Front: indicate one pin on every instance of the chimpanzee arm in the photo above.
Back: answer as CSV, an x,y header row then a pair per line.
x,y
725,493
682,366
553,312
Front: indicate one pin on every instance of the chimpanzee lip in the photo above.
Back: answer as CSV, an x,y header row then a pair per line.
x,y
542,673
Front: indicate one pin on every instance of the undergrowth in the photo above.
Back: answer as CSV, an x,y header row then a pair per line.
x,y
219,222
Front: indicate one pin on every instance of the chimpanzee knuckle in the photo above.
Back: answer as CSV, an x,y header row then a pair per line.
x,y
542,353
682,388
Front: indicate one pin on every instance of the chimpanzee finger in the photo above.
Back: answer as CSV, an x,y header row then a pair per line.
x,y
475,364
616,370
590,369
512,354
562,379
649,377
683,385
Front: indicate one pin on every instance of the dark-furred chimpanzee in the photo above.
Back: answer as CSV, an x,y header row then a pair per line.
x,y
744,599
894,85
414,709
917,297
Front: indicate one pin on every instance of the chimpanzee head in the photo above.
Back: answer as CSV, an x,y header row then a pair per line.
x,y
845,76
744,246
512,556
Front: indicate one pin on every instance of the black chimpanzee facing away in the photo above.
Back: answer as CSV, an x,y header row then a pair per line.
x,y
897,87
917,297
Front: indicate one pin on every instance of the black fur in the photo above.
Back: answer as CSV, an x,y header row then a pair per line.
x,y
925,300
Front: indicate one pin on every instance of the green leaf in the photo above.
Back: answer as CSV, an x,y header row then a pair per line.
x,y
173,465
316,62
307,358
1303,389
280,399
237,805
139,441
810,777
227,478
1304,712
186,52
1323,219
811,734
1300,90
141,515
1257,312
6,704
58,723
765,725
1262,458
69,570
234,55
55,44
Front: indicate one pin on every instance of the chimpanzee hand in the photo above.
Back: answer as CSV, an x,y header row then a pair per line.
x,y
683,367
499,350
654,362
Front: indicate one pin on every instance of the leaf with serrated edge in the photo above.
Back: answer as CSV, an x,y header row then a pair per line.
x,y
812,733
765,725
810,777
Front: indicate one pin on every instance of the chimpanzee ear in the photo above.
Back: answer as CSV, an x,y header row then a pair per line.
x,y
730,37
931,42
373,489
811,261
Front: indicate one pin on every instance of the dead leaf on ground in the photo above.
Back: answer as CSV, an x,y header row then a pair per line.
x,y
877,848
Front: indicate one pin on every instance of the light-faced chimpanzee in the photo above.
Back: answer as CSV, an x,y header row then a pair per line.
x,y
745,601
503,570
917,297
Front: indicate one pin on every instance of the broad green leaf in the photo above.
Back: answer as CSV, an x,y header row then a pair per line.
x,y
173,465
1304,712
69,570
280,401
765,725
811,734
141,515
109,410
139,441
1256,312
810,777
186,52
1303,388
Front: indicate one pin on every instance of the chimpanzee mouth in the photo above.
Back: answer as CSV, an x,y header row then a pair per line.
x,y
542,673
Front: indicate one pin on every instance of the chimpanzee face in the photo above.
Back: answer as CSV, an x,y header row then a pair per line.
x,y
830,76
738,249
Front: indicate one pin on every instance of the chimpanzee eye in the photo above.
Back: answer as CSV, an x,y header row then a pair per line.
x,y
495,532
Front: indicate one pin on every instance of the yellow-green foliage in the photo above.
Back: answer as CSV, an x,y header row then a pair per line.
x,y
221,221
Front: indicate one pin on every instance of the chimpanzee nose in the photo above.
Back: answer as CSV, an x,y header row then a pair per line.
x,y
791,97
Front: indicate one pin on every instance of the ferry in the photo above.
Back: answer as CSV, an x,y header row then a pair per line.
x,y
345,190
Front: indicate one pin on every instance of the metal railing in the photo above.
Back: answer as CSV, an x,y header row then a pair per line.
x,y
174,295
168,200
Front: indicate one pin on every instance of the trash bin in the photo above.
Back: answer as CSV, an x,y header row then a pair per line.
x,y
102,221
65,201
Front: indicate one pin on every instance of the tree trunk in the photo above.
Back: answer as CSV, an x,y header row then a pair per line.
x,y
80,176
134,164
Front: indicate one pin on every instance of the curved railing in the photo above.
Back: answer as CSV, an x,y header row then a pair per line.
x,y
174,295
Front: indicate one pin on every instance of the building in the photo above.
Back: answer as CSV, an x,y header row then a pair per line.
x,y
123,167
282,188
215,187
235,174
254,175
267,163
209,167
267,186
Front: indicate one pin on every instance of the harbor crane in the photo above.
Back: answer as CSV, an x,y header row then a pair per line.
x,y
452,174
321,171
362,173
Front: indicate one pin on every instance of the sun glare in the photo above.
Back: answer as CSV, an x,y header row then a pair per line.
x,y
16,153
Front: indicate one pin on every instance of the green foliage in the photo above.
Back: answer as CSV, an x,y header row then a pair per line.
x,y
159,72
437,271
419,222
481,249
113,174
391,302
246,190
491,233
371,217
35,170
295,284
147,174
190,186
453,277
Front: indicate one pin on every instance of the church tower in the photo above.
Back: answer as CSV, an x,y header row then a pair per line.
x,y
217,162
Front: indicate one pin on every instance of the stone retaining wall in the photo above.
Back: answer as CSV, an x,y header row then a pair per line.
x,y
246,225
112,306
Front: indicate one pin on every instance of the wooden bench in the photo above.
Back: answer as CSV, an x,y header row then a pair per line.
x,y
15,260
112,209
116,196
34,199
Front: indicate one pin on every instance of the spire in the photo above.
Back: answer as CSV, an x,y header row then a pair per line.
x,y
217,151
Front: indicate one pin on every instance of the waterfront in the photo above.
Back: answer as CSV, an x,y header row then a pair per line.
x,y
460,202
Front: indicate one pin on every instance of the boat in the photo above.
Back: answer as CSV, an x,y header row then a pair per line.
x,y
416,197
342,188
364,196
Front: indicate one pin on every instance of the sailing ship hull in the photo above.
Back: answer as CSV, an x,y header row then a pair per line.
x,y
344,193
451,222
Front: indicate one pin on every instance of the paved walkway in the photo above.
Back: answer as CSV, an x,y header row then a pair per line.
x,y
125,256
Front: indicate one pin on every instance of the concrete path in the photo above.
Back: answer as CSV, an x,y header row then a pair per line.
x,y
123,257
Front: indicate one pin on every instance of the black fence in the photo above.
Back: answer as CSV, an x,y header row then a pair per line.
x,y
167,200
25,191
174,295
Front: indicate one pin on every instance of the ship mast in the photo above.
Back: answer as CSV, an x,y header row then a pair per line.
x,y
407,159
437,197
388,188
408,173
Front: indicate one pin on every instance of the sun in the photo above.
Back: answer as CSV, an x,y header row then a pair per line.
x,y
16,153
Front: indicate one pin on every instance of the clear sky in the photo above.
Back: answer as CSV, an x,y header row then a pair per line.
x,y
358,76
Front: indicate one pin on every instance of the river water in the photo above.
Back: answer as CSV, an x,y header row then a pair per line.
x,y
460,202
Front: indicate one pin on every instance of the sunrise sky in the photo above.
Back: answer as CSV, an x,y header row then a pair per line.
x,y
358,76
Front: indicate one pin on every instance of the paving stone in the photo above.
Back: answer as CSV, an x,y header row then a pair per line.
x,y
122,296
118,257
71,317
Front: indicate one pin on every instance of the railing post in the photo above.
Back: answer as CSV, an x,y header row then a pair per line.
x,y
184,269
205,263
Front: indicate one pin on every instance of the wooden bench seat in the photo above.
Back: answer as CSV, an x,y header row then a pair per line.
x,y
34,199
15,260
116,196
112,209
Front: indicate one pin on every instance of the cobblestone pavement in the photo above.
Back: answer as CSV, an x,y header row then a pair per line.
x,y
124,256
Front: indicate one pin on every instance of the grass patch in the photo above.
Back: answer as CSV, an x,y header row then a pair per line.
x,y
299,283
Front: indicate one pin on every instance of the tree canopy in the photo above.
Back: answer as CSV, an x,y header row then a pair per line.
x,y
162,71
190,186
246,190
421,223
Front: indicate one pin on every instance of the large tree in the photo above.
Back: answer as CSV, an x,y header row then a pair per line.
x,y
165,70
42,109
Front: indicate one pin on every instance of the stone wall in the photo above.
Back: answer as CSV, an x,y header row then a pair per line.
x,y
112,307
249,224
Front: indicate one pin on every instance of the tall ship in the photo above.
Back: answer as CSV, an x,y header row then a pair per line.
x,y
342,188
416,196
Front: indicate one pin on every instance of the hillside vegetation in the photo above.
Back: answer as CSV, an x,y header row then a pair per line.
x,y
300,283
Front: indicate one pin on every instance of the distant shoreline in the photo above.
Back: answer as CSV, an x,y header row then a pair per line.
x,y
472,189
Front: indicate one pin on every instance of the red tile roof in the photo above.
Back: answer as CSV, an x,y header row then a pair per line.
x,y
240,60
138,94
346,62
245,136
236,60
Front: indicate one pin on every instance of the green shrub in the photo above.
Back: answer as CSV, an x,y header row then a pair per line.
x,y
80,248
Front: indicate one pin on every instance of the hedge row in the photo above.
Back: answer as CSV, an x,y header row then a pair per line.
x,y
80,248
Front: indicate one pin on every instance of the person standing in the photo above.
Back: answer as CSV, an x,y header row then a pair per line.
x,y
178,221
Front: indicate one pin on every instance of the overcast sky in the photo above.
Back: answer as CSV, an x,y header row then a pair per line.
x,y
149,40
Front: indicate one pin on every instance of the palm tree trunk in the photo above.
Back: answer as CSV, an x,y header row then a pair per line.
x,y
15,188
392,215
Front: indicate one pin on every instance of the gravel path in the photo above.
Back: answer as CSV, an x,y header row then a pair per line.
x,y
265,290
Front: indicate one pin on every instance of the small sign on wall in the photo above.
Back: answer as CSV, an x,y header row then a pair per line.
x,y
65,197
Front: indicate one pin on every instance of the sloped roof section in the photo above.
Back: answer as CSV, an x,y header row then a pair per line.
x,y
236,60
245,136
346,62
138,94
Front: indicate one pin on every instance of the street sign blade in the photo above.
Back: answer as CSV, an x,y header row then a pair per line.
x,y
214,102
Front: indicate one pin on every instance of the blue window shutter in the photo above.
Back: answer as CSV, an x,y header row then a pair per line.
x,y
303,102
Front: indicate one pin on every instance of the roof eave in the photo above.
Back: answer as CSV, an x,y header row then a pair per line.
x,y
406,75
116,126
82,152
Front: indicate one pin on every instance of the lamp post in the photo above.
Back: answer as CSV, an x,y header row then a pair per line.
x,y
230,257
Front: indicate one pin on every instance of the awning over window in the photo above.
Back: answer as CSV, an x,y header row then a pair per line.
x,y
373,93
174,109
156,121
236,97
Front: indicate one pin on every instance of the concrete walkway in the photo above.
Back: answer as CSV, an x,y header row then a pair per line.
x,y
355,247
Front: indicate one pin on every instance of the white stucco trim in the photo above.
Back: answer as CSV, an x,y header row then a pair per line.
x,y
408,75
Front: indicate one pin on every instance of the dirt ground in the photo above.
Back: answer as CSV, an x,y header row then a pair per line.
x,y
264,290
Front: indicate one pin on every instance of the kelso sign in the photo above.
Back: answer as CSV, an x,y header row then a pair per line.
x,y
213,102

......

◆ **ASSIGNED TASK**
Using the entries above, output exactly the lines between the line holding "Front: indicate one pin on every instance of the paved" and the line holding "Front: indicate one pin on every instance of the concrete path", end lines included, and nothing more.

◆ **EXPECTED ANSWER**
Front: indicate one pin on every instance of the paved walkway in the photo above.
Back: answer as CSV, an x,y header row then a pair per line.
x,y
125,256
Front: indicate one pin on every instance of the concrete path in the photo above.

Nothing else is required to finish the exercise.